## Work instruction
In the records below, find the line with "Query: turquoise sea" and the line with "Query: blue sky"; return exactly those lines and every line between them.

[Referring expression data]
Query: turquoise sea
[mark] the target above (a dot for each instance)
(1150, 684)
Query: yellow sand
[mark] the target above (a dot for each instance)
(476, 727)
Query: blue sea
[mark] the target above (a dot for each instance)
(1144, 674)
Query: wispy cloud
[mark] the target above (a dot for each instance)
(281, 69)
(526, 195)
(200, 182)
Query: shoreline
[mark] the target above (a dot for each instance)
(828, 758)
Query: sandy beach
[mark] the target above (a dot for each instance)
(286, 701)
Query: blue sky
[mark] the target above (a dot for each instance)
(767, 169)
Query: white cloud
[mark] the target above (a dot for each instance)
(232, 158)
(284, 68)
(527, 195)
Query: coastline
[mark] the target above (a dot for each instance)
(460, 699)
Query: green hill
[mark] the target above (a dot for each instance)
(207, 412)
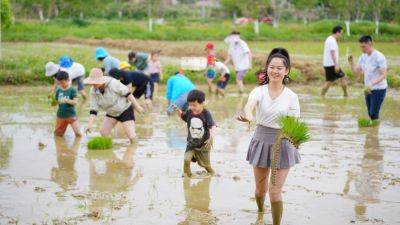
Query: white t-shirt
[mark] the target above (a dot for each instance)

---

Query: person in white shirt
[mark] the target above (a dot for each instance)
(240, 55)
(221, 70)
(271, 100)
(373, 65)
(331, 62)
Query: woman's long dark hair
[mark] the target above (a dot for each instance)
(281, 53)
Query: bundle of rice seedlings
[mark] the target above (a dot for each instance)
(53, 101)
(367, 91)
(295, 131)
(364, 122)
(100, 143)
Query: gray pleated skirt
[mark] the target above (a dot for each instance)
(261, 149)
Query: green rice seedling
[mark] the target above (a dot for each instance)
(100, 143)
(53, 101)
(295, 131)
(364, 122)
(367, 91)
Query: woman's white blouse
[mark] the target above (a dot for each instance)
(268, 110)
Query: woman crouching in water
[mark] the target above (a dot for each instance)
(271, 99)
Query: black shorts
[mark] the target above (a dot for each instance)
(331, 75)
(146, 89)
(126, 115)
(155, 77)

## Written response
Query: turquoise sea
[mark] the target above (a dot for each instance)
(1150, 684)
Query: yellow sand
[mark] the target above (a dot for each instance)
(476, 727)
Query: blue sea
[mark] the target above (a dot for each instance)
(1144, 674)
Query: wispy cloud
[mark] the target above (a dot for each instance)
(281, 69)
(526, 195)
(200, 182)
Query: shoreline
[mark] the target above (a dot for each instance)
(828, 758)
Query: sandy beach
[mark] the target above (a dot for each instance)
(286, 701)
Query: blue sky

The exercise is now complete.